Set task: Output each line of the material exactly as it stands.

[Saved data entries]
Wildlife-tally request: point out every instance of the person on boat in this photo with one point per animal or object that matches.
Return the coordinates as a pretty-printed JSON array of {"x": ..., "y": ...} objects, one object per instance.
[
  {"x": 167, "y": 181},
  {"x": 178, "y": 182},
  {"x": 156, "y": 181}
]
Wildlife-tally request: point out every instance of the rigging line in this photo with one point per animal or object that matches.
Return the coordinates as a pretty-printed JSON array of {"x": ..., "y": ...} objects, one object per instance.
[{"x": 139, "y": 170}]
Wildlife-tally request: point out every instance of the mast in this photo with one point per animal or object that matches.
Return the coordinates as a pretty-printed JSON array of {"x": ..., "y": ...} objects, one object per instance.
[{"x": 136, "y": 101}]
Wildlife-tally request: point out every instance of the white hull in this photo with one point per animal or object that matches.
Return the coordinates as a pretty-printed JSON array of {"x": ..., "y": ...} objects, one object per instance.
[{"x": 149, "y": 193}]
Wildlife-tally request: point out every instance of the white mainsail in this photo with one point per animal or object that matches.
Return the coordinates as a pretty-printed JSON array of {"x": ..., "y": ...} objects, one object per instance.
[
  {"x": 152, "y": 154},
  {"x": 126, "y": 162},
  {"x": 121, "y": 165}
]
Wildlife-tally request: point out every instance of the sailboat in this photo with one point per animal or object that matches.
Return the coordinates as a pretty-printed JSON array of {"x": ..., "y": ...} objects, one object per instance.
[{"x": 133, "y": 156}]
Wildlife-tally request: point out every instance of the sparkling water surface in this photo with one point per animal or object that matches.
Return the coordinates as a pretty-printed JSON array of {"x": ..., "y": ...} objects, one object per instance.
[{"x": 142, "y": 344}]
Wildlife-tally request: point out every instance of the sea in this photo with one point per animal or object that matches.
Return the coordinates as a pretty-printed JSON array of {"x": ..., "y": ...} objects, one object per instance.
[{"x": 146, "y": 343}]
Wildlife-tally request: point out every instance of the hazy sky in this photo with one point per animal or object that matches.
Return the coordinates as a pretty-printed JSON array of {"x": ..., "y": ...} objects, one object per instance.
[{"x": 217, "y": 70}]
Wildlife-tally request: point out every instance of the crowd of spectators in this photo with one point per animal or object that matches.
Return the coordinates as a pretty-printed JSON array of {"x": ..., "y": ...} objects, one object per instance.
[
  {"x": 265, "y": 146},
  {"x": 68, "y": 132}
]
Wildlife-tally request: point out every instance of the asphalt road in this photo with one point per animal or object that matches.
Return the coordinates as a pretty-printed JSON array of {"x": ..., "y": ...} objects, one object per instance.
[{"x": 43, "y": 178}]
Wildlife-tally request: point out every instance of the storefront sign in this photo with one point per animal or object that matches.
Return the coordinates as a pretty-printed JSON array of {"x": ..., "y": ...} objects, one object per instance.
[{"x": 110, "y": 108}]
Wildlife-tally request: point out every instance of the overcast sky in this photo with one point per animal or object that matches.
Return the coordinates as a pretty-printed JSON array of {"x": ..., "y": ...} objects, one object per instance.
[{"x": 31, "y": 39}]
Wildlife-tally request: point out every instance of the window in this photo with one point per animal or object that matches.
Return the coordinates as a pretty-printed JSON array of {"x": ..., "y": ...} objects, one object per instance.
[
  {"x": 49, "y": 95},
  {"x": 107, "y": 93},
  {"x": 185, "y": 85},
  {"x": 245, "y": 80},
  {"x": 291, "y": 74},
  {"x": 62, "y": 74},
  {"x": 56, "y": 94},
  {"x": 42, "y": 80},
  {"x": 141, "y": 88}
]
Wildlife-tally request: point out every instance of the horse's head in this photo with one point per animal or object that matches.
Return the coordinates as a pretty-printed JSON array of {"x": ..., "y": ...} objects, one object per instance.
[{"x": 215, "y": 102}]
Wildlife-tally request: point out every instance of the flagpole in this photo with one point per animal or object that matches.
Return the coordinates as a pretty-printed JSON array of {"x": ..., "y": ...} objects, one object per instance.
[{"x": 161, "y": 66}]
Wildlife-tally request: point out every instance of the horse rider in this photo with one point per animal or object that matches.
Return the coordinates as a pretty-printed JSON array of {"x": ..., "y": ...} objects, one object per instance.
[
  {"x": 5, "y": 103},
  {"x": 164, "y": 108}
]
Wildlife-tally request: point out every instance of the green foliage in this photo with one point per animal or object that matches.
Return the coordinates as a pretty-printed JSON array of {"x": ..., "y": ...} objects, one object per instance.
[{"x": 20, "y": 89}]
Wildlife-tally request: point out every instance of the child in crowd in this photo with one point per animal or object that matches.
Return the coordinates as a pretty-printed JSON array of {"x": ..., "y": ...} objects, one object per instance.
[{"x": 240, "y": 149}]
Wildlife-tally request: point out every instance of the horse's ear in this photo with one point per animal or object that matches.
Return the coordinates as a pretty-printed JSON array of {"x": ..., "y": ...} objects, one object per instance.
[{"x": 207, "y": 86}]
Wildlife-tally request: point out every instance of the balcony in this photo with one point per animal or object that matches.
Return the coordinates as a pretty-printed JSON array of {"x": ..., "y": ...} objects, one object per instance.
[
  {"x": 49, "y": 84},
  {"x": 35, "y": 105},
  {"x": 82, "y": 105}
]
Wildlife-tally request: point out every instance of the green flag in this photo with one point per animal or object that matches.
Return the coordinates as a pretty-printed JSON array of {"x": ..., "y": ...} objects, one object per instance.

Task response:
Wildlife-tally request: point out every instance of the person on boat in this photo with one point per animal or object that matches.
Return the coordinates as a pretty-printed JSON array of {"x": ..., "y": ...} objects, one object per instance.
[
  {"x": 167, "y": 181},
  {"x": 178, "y": 182},
  {"x": 156, "y": 181}
]
Wildlife-tally request: point out every instance of the rigging line in this photo with one point per animal or object that matches.
Return the coordinates as a pretty-printed JSON array of {"x": ..., "y": ...} objects, one object per instance.
[{"x": 139, "y": 170}]
Wildlife-tally request: point out every instance of the mast in this photo with one point per animal or object that matches.
Return the coordinates as a pretty-printed JSON array of {"x": ..., "y": ...} objects, one object per instance.
[{"x": 136, "y": 101}]
Wildlife-tally request: point out every instance of the white hull in this photo with one point per animal or object that matches.
Return the coordinates as a pretty-printed JSON array of {"x": ..., "y": ...} objects, one object per instance.
[{"x": 149, "y": 193}]
Wildlife-tally request: point out every instance of the white mainsail in this photo with one point per animal or object that matches.
Return the coordinates as a pretty-printed JSON array of {"x": ..., "y": ...} objects, one object per instance.
[
  {"x": 152, "y": 154},
  {"x": 126, "y": 162},
  {"x": 121, "y": 165}
]
Wildlife-tally request: point out every instance of the sailboat in this photo with one point per animal or object that matches.
Return the coordinates as a pretty-printed JSON array of {"x": ..., "y": ...} objects, one object per instance.
[{"x": 133, "y": 156}]
Wildlife-tally request: point out every instance of the sparkling water surface in this photo with one point per animal or object that matches.
Return the coordinates as a pretty-printed JSON array of {"x": ..., "y": ...} objects, one object per instance.
[{"x": 142, "y": 344}]
Wildlife-tally request: point out every instance of the sea in this photo with one point per animal or object that matches.
Return the coordinates as a pretty-printed JSON array of {"x": ..., "y": ...} objects, one object per instance.
[{"x": 146, "y": 343}]
Wildlife-tally request: point out every instance of the hazy sky in this photo with one point per animal or object that matches.
Return the coordinates as a pretty-printed JSON array of {"x": ..., "y": ...} objects, one object per instance.
[{"x": 217, "y": 70}]
Wildlife-tally request: point out every instance of the crowd of spectators in this photo with one point per animal or object that matches.
Return the coordinates as a pretty-printed JSON array of {"x": ..., "y": ...} objects, one object per instance.
[
  {"x": 265, "y": 146},
  {"x": 68, "y": 132}
]
Wildlife-tally request: point out every instance of the asphalt road in this photo with one point per animal or object that matches.
Return the coordinates as a pretty-printed JSON array of {"x": ..., "y": ...} objects, one object per instance.
[{"x": 43, "y": 178}]
Wildlife-tally request: point out every instance of the storefront sign in this photo with one point per animal or object that matches.
Return the coordinates as a pretty-printed JSON array of {"x": ..., "y": ...} objects, one object per instance.
[{"x": 110, "y": 108}]
Wildlife-tally request: point out every instance of the overcast sky in this photo with one point per animal or object that matches.
Return the coordinates as a pretty-printed JSON array of {"x": ..., "y": ...} objects, one object per instance.
[{"x": 31, "y": 39}]
Wildlife-tally request: point out every instance of the window in this photo with one point per animal or object that matches.
Return the coordinates as a pretty-printed JSON array of {"x": ..., "y": ...} objects, one object per instance.
[
  {"x": 49, "y": 95},
  {"x": 107, "y": 93},
  {"x": 185, "y": 85},
  {"x": 245, "y": 80},
  {"x": 291, "y": 74},
  {"x": 62, "y": 74},
  {"x": 56, "y": 94},
  {"x": 42, "y": 80},
  {"x": 141, "y": 88}
]
Wildlife-tally request: point out every instance of the horse's head in this photo with one point per animal or object that matches.
Return the coordinates as a pretty-printed JSON array of {"x": ..., "y": ...} objects, one object per instance.
[{"x": 215, "y": 102}]
Wildlife-tally request: point out every instance of the flagpole in this photo with one point per animal or object that matches.
Return the coordinates as a pretty-printed JSON array of {"x": ..., "y": ...} objects, one object per instance.
[{"x": 161, "y": 66}]
Wildlife-tally request: point out every instance of the horse rider in this photo with one point per animal or object that matches.
Return the coordinates as a pretty-printed JSON array of {"x": ..., "y": ...} objects, one object per instance.
[
  {"x": 5, "y": 103},
  {"x": 164, "y": 108}
]
Wildlife-tally request: point out every instance of the green foliage in this photo with one point per animal or object that matches.
Return the coordinates as a pretty-printed JSON array of {"x": ..., "y": ...} objects, one object per instance.
[{"x": 20, "y": 89}]
Wildlife-tally request: point out every instance of the child in crowd in this photo with one point per animal or object that matches.
Return the coordinates as a pretty-printed JSON array of {"x": ..., "y": ...} objects, one object per instance.
[{"x": 240, "y": 149}]
Wildlife-tally request: point out every instance of the horse's ear in this photo with one point per animal or object that matches.
Return the coordinates as a pretty-printed JSON array of {"x": ..., "y": ...} objects, one object per instance.
[{"x": 207, "y": 86}]
Wildlife-tally request: point out every instance of the balcony in this photo with one point per animal or object that matches.
Return the coordinates as a pretty-printed JSON array of {"x": ..., "y": ...} objects, one object per instance.
[
  {"x": 49, "y": 84},
  {"x": 35, "y": 105},
  {"x": 82, "y": 105}
]
Wildlife-tally request: point out every instance of the green flag in this photo with one point per animal or object that matches.
Return the coordinates as a pretty-printed JSON array of {"x": ..., "y": ...} objects, one object per instance.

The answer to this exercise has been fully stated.